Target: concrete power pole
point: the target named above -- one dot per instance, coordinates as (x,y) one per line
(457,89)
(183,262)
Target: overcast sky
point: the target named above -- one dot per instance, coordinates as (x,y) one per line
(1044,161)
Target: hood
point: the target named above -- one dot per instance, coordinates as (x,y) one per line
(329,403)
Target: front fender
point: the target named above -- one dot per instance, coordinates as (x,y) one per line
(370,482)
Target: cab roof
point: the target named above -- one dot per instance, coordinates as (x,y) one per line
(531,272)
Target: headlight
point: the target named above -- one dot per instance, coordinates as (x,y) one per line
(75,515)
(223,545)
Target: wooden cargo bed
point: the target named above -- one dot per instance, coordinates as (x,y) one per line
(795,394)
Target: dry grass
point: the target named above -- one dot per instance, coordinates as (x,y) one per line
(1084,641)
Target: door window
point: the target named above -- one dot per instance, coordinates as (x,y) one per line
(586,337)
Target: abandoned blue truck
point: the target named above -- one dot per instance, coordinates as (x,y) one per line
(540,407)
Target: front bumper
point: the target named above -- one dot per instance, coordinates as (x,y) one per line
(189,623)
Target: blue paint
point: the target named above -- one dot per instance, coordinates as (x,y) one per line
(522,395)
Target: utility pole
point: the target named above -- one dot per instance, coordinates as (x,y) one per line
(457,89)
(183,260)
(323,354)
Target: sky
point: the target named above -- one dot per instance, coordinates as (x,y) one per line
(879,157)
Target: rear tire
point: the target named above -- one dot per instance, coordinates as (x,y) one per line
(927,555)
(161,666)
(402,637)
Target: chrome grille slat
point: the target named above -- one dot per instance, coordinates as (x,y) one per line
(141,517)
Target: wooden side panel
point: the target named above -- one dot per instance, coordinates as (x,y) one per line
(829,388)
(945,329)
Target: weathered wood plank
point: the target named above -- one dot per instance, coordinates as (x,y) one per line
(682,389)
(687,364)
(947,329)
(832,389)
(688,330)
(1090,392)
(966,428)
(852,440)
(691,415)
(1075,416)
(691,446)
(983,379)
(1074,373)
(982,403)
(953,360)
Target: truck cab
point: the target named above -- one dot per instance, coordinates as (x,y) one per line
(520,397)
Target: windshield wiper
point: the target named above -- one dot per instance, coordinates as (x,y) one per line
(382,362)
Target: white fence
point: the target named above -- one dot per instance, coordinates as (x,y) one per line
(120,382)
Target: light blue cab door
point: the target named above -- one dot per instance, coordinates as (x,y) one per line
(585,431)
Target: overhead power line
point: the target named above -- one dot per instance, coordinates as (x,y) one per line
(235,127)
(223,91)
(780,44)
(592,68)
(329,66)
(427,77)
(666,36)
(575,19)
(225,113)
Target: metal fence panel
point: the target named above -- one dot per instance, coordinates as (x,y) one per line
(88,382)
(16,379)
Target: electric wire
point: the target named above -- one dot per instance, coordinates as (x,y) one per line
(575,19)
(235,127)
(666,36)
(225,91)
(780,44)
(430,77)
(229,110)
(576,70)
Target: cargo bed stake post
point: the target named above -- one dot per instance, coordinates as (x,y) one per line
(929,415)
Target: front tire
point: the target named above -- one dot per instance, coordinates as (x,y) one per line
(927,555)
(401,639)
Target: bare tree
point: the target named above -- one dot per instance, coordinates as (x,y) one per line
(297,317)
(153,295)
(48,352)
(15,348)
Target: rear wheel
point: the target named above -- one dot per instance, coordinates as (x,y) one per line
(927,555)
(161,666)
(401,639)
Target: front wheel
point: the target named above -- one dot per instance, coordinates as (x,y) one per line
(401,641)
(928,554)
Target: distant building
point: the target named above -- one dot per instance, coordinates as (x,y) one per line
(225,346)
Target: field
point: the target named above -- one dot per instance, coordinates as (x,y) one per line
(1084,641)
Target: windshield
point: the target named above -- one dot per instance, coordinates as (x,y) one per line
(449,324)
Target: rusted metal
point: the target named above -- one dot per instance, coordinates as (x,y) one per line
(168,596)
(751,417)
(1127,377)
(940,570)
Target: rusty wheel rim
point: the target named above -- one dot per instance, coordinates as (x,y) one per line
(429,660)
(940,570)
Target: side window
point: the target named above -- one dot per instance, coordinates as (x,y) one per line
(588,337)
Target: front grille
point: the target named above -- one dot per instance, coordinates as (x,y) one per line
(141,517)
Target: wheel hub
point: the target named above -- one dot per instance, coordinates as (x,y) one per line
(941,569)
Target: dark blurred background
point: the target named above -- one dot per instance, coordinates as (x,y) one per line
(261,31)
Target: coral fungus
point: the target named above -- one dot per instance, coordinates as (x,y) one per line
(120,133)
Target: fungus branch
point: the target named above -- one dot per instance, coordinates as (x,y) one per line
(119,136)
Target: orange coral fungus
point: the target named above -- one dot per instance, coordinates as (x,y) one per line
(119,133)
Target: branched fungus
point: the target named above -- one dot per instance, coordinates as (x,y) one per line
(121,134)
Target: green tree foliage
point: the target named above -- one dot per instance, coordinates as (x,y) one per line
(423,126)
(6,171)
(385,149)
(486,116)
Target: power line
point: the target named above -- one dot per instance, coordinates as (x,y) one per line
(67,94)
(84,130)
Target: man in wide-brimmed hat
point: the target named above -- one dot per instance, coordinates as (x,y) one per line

* * *

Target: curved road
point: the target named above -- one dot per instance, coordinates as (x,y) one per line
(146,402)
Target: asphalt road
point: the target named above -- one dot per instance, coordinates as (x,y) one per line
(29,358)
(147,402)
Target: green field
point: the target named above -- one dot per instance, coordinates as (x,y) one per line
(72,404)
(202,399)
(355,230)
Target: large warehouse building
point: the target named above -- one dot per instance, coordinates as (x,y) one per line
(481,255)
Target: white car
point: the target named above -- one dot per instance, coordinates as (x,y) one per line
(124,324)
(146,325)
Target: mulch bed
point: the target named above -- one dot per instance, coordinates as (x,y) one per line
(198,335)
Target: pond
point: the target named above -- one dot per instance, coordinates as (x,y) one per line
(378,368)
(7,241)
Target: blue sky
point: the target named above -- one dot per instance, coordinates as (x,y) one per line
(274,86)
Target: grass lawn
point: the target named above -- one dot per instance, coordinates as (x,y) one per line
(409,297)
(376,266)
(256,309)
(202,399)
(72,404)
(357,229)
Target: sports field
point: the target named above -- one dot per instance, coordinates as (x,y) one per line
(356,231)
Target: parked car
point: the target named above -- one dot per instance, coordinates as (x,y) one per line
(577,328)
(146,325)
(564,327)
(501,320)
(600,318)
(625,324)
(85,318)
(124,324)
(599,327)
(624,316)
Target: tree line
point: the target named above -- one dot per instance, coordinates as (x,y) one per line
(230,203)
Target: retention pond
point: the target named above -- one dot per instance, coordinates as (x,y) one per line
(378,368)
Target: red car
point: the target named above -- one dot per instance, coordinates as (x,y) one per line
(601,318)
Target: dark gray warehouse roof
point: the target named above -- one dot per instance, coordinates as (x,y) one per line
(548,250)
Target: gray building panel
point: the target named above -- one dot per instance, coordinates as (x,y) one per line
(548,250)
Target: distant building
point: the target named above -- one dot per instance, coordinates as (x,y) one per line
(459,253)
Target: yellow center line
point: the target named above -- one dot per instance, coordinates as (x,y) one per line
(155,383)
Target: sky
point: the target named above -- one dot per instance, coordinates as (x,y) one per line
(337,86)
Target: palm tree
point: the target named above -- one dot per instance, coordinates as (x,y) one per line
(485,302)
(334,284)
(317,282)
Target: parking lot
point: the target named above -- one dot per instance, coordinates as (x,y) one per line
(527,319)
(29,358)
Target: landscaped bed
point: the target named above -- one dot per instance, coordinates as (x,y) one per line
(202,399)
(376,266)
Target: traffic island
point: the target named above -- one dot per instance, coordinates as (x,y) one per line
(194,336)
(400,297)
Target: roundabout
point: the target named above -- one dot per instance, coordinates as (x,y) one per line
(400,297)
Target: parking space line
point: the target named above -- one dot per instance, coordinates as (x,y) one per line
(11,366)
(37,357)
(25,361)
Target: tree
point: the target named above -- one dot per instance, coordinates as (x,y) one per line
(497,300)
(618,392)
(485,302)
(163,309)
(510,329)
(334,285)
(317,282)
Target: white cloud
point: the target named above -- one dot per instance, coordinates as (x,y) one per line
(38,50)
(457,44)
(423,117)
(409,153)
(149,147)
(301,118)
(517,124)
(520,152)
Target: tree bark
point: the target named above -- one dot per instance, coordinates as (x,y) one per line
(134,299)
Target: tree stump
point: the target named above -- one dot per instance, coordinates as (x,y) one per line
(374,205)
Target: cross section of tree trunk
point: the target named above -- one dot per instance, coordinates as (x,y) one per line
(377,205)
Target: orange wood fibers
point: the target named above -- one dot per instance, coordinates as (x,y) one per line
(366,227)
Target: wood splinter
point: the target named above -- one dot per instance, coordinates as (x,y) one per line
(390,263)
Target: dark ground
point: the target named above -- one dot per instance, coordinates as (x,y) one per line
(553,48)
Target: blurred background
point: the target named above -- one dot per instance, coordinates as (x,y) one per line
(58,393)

...

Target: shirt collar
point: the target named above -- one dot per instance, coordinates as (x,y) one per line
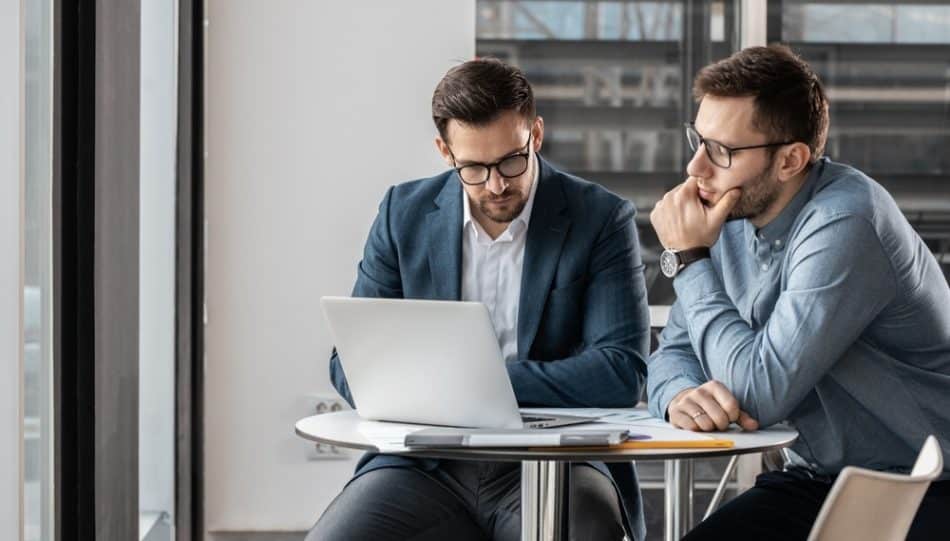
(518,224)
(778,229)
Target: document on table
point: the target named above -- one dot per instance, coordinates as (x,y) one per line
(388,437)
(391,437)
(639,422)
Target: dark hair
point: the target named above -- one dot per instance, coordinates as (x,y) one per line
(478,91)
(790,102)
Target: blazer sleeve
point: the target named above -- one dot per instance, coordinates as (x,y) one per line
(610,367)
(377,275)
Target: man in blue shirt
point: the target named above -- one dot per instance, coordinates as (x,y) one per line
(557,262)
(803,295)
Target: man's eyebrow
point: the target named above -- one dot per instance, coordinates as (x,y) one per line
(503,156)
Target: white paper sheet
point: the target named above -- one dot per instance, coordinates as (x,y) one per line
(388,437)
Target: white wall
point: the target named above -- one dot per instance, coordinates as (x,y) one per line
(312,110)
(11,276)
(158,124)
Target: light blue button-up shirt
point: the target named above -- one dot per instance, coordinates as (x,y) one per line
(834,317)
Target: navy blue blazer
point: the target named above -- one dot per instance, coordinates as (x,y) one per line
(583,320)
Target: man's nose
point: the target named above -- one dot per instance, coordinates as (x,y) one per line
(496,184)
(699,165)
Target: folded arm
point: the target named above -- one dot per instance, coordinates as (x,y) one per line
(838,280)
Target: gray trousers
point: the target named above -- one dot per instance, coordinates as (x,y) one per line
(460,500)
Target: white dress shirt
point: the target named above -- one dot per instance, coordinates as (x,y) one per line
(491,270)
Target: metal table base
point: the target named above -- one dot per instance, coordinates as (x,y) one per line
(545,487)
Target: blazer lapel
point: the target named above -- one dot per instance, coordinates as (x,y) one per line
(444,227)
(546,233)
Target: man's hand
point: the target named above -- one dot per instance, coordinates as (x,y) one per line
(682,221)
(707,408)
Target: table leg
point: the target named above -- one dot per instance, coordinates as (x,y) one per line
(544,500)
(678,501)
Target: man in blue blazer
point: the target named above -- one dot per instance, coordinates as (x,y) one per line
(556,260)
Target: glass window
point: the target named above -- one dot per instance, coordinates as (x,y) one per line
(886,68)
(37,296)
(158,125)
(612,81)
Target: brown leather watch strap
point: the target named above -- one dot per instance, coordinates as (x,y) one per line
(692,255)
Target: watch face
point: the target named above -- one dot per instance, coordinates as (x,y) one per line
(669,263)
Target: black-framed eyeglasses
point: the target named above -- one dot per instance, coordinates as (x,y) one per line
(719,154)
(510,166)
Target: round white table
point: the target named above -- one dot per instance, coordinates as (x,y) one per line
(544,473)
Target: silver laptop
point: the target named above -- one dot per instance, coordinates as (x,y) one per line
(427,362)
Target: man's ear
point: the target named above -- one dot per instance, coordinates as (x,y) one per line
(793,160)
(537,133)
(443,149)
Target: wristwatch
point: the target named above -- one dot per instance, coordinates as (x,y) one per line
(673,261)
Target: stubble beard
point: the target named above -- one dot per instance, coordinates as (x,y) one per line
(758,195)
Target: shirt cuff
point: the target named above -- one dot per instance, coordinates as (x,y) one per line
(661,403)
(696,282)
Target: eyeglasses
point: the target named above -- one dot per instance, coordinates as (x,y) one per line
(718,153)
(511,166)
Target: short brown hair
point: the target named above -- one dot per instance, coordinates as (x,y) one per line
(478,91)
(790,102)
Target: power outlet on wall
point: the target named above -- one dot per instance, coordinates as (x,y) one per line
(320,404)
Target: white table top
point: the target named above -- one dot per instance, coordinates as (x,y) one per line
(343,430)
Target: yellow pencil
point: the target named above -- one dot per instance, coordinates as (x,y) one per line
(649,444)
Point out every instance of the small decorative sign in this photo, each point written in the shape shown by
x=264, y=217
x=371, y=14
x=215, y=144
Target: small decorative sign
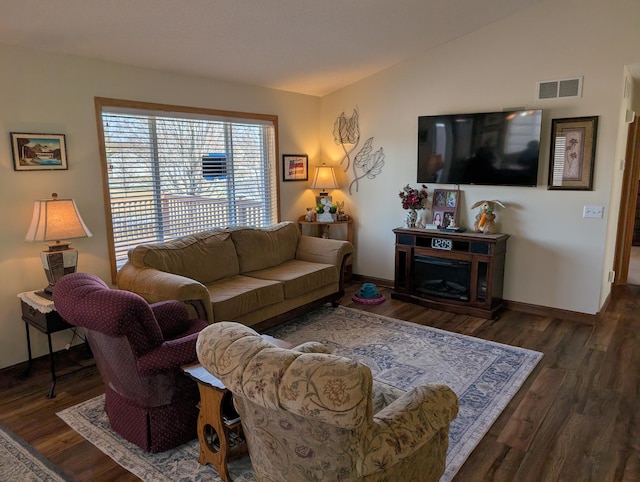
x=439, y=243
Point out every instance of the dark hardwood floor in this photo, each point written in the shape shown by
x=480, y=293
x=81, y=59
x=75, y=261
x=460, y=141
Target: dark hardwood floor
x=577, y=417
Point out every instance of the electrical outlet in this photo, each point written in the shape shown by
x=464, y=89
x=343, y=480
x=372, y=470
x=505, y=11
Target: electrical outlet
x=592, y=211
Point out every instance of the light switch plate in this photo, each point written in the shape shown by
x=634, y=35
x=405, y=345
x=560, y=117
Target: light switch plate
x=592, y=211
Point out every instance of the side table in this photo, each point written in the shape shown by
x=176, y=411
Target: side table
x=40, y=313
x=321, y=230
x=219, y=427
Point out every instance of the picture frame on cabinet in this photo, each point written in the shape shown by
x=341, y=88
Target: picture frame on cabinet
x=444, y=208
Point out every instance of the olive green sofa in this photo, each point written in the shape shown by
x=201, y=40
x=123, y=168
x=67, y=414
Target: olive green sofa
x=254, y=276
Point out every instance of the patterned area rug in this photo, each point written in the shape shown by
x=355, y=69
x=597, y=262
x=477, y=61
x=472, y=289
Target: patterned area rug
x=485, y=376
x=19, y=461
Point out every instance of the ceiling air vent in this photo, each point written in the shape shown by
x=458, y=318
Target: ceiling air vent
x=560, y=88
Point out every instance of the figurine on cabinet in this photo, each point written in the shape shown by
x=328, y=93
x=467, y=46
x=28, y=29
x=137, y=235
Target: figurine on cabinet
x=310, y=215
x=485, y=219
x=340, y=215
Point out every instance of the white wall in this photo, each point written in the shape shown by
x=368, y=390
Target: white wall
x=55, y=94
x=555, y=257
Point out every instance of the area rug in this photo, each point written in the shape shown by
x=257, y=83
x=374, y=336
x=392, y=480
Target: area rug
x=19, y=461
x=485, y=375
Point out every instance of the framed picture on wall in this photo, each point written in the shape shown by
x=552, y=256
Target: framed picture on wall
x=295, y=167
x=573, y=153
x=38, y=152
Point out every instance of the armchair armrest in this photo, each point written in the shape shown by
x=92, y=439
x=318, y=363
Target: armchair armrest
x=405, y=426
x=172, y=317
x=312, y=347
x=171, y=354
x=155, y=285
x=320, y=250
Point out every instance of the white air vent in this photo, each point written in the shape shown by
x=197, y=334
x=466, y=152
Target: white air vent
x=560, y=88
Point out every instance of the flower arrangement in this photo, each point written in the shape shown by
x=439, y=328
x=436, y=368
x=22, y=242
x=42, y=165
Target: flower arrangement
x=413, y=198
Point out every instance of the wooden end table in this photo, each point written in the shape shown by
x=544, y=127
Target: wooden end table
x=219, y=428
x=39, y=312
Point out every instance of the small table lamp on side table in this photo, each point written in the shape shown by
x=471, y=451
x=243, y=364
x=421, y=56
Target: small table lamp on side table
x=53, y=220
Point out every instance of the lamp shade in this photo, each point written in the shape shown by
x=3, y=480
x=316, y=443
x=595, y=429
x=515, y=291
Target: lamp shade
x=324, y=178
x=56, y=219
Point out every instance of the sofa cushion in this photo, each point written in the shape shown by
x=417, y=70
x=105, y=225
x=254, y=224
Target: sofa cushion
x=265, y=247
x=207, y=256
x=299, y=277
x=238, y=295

REQUIRED WORK.
In the part of the listing starting at the line containing "Target: wristwatch" and ending at the line containing "x=577, y=417", replace "in this photo" with "in this image" and leave everything else unchanged. Give back only those lines, without the pictures.

COMPLETED TASK.
Target: wristwatch
point: the target named above -- one dot per instance, coordinates as (x,y) one per line
(673,261)
Target: stubble beard
point: the target named above -- one dot per instance, coordinates as (x,y) one per line
(758,195)
Target: shirt cuff
point: the target named above -- one dot per instance, coordinates as (x,y) one per line
(661,403)
(696,282)
Target: eyeglasses
point: the target named above -- one dot per instance, coordinates as (x,y) one per line
(718,153)
(511,166)
Target: short brown hair
point: the target named above -- one dot per instance, coordinates as (x,y) one per line
(478,91)
(790,102)
Target: power outlet on wall
point: the target named above -- one dot per instance, coordinates as (x,y) one per line
(320,404)
Target: white table top
point: the target named above -- one dot per instance, coordinates as (x,y) one per line
(343,430)
Target: yellow pencil
point: the target named above -- one dot per instance, coordinates as (x,y) one per line
(649,444)
Point out every instance of the small decorative sign in this image, each point written in the shape shown by
x=264, y=217
x=371, y=14
x=215, y=144
Target: small decorative sign
x=439, y=243
Point out every instance of the dark hardwood floor in this image, each point written in the shape shown by
x=480, y=293
x=81, y=59
x=75, y=261
x=460, y=141
Target: dark hardwood floor
x=577, y=417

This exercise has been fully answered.